[MATERIAL FOR THE TASK]

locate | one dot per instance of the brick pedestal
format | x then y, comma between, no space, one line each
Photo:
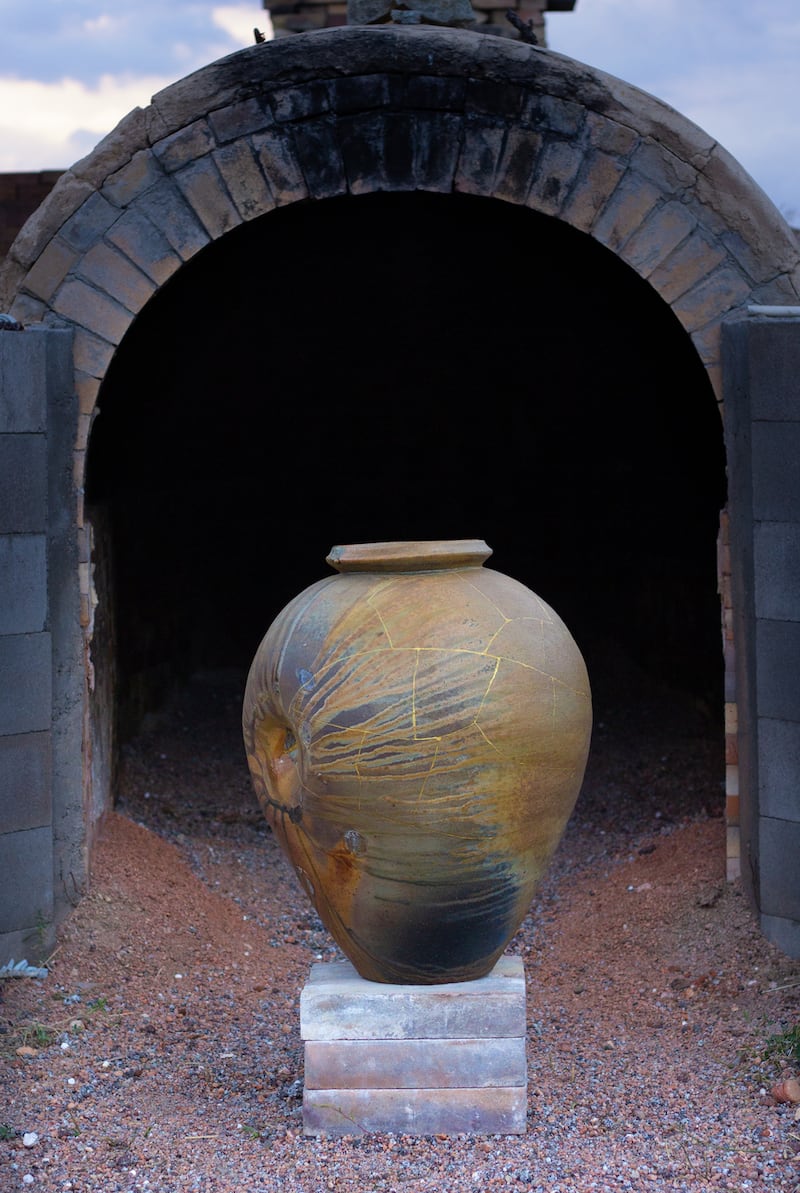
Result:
414,1059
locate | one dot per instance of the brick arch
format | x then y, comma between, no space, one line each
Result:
352,111
357,110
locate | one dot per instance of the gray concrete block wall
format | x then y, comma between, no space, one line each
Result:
31,370
762,360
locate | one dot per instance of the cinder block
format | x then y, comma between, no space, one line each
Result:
415,1064
777,649
23,483
23,583
25,878
336,1003
776,471
774,369
415,1111
779,770
783,933
26,688
25,795
23,383
779,850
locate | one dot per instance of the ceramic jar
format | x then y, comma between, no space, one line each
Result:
416,729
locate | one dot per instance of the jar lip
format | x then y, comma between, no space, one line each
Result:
415,556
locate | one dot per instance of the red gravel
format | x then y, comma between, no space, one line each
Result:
163,1049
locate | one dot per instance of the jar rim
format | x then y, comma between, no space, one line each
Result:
411,556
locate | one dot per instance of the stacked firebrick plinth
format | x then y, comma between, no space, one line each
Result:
416,1059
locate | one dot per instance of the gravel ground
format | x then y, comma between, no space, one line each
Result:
162,1051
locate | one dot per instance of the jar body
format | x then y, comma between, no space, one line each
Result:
417,740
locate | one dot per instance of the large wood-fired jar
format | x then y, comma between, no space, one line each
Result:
416,729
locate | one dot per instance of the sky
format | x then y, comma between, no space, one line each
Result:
72,69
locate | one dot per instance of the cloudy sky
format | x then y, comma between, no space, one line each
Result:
70,69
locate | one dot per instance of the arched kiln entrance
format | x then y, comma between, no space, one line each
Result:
564,226
417,366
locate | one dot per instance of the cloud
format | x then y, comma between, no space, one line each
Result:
75,75
42,121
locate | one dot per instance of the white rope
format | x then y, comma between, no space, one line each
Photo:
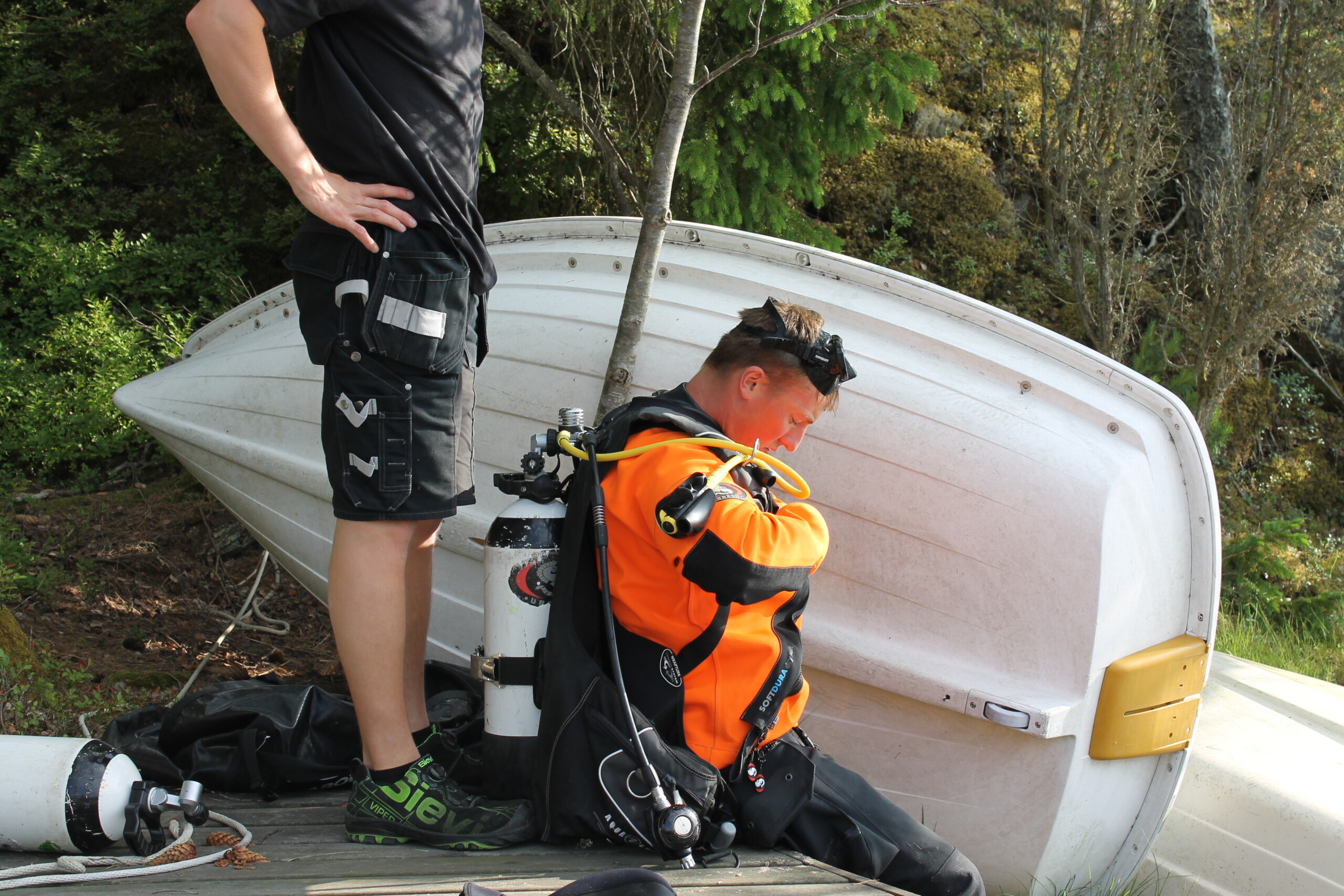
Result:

[/MATERIAL FOR THE TASK]

## WORK TASK
Gather each line in the entries above where the string "block" is found.

## EXERCISE OUTPUT
locate | one dot per instance of the gray concrete block wall
locate | one dot per instance of the cinder block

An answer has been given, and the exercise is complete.